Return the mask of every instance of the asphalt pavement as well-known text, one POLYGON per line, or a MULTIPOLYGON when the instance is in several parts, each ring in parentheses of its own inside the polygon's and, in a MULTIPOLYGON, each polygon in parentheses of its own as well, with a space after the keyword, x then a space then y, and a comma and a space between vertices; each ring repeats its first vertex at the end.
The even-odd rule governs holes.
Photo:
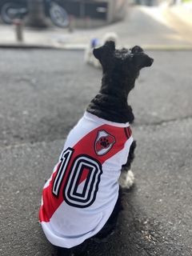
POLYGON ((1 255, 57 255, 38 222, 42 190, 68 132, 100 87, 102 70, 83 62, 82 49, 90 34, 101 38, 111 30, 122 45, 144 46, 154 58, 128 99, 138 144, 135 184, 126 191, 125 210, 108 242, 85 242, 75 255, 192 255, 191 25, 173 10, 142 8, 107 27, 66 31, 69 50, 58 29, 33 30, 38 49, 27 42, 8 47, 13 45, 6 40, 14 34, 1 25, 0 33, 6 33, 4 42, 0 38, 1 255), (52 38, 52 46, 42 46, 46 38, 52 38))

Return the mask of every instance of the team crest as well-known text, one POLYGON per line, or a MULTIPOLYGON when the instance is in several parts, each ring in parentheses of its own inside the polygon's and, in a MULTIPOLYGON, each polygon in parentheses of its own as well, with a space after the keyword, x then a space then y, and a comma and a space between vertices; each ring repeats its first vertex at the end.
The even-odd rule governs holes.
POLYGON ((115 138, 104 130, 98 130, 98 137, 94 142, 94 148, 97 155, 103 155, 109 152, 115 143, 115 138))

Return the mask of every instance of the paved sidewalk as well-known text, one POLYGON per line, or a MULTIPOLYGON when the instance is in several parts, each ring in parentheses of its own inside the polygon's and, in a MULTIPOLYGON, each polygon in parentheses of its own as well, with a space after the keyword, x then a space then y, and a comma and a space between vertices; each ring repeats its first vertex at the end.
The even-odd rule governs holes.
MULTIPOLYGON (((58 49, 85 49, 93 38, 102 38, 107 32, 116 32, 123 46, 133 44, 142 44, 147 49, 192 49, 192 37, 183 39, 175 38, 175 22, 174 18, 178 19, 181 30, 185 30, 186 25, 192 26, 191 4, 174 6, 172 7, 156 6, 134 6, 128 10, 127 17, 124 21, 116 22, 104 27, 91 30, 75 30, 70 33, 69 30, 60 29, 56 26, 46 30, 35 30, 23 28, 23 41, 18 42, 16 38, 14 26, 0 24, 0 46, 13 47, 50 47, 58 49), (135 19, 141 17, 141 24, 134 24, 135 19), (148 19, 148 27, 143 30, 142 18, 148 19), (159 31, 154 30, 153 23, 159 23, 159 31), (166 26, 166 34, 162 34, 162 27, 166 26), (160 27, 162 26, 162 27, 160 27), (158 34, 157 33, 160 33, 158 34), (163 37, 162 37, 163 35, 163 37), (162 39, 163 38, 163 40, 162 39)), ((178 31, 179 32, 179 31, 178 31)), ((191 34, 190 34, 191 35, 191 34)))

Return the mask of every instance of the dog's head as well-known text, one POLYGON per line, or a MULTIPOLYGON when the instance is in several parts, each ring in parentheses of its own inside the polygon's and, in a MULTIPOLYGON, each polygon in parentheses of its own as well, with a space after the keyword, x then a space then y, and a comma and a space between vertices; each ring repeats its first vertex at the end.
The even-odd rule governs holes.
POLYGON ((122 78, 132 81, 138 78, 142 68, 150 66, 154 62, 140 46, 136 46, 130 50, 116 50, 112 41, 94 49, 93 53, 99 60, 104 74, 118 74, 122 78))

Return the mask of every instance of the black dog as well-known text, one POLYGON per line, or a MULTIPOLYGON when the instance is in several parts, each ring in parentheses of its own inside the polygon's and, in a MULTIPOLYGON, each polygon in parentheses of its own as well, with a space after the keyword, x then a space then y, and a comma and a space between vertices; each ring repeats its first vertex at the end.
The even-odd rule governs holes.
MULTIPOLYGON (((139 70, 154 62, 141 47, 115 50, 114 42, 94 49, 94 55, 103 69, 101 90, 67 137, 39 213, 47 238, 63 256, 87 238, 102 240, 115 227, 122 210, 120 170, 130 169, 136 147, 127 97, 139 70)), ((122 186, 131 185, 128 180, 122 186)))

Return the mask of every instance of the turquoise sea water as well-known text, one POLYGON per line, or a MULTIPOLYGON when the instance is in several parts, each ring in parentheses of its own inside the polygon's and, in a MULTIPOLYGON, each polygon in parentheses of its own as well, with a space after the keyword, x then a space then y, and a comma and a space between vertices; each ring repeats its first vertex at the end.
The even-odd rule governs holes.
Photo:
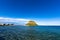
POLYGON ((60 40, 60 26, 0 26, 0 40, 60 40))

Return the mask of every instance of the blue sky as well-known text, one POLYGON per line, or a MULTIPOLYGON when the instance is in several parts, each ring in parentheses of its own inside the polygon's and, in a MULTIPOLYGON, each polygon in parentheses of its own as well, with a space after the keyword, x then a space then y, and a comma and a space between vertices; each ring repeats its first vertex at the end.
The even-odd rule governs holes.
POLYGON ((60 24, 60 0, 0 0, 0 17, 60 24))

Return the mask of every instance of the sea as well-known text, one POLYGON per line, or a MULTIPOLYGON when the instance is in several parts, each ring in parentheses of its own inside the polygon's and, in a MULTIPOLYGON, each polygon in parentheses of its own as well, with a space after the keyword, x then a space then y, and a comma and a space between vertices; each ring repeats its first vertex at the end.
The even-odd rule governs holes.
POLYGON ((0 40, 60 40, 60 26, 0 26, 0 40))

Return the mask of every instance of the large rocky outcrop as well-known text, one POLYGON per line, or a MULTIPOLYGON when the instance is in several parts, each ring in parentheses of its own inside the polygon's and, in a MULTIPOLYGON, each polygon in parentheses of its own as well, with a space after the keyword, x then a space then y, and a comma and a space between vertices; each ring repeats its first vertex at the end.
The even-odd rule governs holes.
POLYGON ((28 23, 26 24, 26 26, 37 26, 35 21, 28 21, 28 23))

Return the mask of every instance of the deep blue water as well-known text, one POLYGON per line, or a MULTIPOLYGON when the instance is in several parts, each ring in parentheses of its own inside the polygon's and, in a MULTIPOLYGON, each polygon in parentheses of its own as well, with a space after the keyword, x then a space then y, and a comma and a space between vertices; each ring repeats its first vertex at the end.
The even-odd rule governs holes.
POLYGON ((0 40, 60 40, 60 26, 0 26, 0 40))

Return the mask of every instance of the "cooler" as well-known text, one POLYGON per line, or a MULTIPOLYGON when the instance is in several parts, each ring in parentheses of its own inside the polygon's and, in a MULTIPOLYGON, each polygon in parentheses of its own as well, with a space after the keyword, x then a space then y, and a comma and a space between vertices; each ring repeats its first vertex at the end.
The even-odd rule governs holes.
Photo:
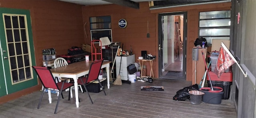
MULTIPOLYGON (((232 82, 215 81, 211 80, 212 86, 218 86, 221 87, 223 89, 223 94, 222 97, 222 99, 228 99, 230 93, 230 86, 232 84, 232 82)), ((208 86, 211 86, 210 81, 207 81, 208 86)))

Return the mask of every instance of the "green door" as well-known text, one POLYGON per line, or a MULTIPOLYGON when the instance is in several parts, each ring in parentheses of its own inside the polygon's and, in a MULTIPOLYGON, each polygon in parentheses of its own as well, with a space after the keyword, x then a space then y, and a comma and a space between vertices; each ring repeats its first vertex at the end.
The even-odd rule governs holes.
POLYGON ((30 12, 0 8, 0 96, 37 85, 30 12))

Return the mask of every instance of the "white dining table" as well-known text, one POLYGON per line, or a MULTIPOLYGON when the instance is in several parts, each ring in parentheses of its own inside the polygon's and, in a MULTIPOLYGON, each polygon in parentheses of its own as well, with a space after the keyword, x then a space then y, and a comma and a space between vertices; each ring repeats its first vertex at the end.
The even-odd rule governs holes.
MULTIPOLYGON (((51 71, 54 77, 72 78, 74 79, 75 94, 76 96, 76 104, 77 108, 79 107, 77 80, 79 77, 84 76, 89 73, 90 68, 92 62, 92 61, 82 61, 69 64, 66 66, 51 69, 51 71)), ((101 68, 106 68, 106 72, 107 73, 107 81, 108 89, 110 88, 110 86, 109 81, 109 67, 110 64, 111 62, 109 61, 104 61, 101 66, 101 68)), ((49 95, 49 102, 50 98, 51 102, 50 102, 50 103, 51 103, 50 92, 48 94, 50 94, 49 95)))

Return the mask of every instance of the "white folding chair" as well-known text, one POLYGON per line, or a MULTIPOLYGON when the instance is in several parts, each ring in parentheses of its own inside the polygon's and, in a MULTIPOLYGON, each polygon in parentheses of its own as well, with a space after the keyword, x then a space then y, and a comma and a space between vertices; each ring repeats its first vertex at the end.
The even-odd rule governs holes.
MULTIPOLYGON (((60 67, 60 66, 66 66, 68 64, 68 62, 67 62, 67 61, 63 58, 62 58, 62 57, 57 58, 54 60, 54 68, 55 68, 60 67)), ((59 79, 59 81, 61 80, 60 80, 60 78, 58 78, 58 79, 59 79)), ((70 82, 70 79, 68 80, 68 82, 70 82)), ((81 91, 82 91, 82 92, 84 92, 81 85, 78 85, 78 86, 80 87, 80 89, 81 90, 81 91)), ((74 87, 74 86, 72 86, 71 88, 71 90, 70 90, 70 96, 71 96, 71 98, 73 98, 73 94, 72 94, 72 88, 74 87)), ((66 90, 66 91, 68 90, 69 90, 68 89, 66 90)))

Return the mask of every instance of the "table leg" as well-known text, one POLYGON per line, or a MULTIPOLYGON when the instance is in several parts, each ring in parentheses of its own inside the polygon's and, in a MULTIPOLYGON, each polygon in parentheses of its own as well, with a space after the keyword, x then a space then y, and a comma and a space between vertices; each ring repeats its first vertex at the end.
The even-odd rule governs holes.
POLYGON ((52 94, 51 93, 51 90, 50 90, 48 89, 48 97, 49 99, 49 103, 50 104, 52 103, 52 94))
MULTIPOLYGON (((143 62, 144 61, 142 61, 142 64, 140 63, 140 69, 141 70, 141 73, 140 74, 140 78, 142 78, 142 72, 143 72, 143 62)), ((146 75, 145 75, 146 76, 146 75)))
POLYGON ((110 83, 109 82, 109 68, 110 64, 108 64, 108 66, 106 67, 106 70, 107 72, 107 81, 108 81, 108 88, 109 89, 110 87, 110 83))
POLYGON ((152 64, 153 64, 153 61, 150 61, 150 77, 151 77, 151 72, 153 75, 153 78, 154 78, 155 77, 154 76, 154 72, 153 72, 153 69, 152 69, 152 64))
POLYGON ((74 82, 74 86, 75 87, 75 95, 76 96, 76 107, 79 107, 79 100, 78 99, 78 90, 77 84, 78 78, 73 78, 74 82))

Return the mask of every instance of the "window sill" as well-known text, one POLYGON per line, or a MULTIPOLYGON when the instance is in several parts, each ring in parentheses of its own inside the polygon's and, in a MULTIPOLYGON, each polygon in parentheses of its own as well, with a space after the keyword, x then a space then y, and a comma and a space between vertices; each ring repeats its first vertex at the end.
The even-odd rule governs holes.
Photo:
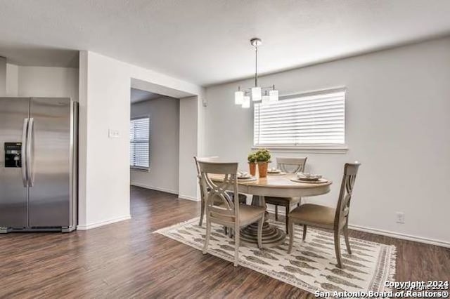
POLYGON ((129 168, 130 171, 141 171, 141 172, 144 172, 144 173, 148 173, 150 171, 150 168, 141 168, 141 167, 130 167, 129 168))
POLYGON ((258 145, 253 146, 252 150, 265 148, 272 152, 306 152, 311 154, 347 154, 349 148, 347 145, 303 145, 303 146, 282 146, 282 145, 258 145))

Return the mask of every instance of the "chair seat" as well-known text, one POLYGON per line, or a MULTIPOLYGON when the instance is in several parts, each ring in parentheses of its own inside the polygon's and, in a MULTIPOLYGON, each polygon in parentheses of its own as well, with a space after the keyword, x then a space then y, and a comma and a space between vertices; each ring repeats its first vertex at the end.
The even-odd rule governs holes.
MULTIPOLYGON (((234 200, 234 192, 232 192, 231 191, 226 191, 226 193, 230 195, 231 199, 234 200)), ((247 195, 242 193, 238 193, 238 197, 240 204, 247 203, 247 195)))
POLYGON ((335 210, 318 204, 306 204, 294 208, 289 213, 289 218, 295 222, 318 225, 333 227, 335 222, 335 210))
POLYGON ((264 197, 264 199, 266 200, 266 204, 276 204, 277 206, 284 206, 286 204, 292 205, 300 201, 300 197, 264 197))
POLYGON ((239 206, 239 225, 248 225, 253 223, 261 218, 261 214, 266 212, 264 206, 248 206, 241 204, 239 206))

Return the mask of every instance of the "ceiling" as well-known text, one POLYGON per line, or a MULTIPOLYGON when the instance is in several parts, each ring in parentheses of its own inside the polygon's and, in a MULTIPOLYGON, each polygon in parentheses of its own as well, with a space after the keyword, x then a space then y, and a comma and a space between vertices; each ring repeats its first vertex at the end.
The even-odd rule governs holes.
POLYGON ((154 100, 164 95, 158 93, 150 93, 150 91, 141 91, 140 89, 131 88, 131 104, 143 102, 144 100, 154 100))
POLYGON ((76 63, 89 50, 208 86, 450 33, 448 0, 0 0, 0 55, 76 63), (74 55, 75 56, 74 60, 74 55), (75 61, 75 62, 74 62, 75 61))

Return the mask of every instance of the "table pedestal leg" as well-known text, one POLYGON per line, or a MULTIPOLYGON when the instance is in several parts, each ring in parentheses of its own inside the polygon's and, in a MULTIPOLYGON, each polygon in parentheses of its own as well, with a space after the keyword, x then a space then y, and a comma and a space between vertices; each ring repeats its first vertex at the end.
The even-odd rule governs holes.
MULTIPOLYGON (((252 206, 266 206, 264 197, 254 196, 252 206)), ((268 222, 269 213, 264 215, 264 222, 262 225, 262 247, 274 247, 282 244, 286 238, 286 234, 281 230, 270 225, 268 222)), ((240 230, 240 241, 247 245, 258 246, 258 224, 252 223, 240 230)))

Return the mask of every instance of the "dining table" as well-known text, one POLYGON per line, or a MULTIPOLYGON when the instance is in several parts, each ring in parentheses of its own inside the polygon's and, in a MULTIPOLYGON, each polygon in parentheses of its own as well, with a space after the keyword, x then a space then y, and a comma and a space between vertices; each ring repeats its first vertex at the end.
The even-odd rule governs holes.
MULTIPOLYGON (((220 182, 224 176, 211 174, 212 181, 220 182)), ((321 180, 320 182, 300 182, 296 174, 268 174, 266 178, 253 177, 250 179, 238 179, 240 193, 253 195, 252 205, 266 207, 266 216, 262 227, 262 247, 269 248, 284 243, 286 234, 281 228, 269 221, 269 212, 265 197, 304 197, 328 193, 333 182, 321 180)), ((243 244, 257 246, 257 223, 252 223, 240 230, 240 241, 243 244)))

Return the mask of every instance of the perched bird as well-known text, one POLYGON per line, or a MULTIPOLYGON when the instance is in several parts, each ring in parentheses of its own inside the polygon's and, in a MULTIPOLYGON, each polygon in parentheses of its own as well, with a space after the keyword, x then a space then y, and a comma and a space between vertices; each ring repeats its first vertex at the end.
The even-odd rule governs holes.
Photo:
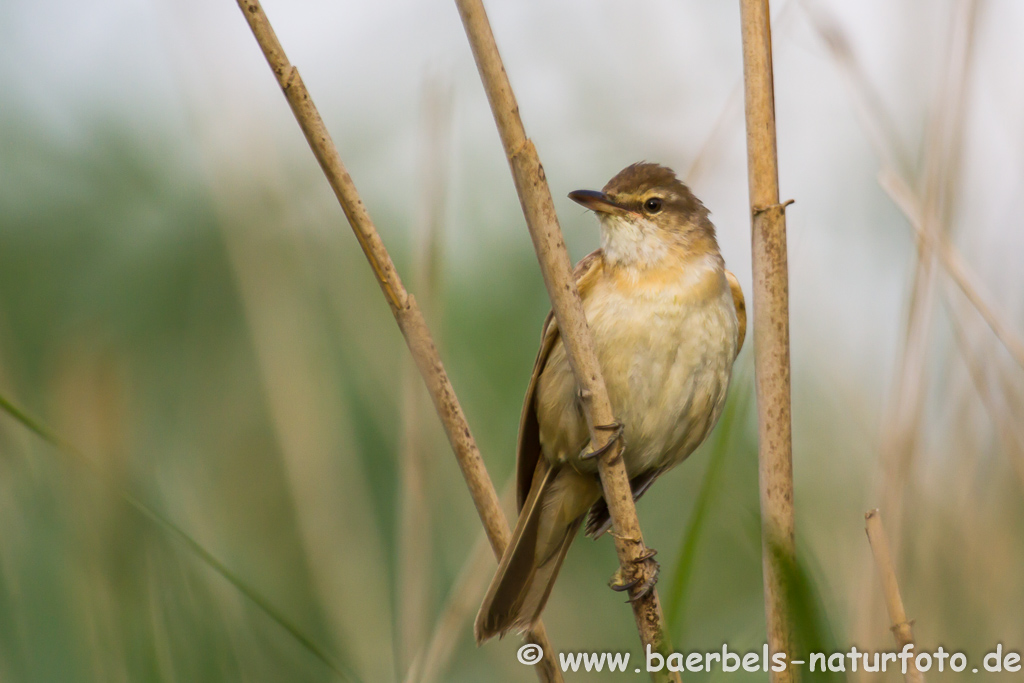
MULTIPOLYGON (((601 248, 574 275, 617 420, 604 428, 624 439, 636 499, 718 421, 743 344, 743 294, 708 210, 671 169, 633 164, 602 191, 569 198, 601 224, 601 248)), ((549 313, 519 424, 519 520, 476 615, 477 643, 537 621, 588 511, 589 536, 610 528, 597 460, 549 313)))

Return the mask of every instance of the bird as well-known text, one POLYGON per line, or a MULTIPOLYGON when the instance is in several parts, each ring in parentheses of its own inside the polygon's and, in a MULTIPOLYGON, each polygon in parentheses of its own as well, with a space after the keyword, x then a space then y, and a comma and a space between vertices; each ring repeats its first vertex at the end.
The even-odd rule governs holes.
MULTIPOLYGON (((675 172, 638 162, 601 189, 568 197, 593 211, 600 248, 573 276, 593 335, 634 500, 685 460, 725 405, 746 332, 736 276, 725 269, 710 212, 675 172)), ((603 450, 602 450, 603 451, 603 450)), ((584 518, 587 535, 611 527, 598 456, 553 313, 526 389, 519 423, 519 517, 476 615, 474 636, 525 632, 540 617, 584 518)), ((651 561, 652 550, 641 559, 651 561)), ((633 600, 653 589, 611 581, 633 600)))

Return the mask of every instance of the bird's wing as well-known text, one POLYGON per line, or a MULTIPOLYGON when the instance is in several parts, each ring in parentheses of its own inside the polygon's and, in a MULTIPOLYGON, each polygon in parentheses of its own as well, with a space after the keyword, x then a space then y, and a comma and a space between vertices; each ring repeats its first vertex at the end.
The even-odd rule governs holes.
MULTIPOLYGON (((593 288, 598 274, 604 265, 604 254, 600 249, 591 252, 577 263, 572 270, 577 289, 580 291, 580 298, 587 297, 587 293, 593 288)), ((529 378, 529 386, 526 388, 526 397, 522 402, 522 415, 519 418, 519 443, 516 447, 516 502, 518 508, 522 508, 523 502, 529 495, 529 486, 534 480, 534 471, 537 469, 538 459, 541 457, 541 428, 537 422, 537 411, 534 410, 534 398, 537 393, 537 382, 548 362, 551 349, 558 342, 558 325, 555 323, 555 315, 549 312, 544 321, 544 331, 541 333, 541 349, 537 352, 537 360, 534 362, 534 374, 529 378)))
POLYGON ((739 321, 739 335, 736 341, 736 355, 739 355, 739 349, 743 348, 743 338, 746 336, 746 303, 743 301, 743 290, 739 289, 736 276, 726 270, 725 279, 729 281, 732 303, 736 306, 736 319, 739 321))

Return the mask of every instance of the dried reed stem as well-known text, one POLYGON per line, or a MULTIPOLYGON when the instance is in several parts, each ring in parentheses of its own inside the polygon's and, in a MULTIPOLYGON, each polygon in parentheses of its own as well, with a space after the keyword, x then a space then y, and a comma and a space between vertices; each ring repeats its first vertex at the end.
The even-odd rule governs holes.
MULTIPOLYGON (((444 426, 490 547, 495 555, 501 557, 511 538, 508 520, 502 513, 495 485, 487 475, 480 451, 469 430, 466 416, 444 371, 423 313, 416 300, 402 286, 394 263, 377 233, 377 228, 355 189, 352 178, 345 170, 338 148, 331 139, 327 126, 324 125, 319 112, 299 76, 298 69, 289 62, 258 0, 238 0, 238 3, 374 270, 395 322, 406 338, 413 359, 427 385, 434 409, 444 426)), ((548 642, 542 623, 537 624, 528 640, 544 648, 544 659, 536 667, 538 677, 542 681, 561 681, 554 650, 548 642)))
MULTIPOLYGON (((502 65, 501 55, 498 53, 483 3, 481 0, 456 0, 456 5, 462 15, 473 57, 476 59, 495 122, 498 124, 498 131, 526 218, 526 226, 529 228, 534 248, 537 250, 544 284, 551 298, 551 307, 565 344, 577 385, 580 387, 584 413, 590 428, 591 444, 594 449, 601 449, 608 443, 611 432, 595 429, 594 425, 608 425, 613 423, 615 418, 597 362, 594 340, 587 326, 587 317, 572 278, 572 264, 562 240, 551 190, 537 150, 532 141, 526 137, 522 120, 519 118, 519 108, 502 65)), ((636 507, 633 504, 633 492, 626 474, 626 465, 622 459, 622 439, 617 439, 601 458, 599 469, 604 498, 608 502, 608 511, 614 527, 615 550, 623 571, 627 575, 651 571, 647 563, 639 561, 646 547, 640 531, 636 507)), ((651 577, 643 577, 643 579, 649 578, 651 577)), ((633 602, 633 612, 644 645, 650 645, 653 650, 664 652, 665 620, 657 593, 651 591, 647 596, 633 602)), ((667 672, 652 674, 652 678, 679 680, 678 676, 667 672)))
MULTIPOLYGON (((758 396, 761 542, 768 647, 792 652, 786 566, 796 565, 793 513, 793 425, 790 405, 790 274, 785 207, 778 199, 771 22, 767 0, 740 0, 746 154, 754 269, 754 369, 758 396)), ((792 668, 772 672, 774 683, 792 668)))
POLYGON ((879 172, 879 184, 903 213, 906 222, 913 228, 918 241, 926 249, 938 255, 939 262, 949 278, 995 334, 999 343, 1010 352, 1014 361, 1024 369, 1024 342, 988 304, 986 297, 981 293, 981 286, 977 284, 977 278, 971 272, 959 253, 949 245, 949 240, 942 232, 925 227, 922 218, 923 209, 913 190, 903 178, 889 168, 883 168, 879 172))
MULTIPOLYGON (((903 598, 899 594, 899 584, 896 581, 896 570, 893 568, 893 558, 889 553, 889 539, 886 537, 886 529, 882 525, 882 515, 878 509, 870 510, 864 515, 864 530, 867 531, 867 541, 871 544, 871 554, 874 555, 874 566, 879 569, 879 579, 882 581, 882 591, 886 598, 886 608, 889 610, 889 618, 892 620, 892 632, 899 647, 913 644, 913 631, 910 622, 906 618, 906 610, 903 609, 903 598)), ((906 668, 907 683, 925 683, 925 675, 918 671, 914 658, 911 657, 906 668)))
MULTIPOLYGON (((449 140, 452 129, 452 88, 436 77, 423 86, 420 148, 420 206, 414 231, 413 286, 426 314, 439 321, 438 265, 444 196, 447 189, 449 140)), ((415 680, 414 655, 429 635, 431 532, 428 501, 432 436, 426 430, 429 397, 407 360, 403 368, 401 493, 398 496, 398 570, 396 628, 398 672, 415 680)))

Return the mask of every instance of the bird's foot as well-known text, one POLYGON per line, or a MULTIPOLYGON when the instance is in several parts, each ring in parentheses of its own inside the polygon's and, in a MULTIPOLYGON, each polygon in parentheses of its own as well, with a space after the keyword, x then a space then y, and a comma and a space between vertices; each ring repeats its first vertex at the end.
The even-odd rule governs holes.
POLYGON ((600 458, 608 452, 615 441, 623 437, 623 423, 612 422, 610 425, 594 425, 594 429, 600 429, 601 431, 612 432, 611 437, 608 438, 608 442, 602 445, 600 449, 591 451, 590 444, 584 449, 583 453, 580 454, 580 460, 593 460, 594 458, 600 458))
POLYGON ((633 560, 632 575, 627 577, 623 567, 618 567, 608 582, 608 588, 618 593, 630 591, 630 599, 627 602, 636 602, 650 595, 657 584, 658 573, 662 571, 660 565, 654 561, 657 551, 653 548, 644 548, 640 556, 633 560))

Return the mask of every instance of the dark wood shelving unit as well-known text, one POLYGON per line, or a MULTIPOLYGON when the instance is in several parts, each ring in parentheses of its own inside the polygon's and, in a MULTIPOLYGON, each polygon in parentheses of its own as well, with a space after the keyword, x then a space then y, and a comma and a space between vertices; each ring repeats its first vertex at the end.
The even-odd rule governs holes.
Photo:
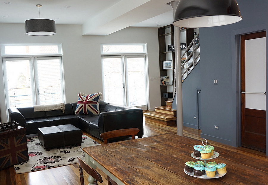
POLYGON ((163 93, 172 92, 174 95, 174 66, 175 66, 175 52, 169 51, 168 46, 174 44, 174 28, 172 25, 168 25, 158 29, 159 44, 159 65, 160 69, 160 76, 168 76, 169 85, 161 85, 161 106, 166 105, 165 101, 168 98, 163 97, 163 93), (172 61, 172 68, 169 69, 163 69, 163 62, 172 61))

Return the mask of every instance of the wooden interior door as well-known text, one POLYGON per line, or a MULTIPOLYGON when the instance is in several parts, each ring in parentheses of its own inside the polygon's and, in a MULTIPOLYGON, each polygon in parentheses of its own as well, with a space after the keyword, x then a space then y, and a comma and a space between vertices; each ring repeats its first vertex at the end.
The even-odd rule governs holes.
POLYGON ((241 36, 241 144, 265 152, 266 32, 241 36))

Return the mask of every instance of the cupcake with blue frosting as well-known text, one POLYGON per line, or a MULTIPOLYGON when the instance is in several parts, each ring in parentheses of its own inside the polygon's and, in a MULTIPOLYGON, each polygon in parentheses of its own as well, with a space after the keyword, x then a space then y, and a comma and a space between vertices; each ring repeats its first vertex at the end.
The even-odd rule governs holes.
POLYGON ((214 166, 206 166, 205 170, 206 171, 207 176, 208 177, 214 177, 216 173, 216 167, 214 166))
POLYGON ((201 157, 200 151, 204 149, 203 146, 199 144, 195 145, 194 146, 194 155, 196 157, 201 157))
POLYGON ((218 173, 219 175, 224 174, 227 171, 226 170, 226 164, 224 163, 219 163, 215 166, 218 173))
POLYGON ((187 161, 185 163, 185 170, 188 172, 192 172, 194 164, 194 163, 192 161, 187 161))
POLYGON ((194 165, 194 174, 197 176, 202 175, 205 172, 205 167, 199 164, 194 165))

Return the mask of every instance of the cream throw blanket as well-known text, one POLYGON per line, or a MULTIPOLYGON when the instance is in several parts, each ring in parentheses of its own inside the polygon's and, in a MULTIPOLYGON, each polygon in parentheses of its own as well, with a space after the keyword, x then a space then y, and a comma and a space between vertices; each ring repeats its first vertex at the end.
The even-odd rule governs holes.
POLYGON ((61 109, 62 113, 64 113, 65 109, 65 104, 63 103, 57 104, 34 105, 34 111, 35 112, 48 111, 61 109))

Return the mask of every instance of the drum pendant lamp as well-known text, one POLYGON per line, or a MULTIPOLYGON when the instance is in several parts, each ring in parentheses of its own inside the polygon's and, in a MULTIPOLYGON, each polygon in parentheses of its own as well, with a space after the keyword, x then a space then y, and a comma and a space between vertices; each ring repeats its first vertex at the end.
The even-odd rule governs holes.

Set exercise: Could you scale the data from the line with "Return the mask of every instance of the cream" to the line with "POLYGON ((61 109, 62", both ends included, and write those lines out again with the request text unchanged but every vertex coordinate in the polygon answer multiplied by 0.8 and rounded to a whole number, halves rounding up? Give only those lines.

Answer to the problem:
Return the mask of every instance of the cream throw blanket as well-known text, one POLYGON per line, or a MULTIPOLYGON when the instance is in several parts, each ring in parentheses of its own inside the polygon's and, in a MULTIPOLYGON, each polygon in parentheses of its own as well, with a space after the keyword, x then a space then y, and a comma and a space between vertices; each ring repeats its first vertex at the end.
The even-odd rule governs holes.
POLYGON ((49 87, 50 90, 51 90, 52 87, 52 83, 50 82, 46 83, 27 84, 27 89, 28 90, 38 89, 49 87))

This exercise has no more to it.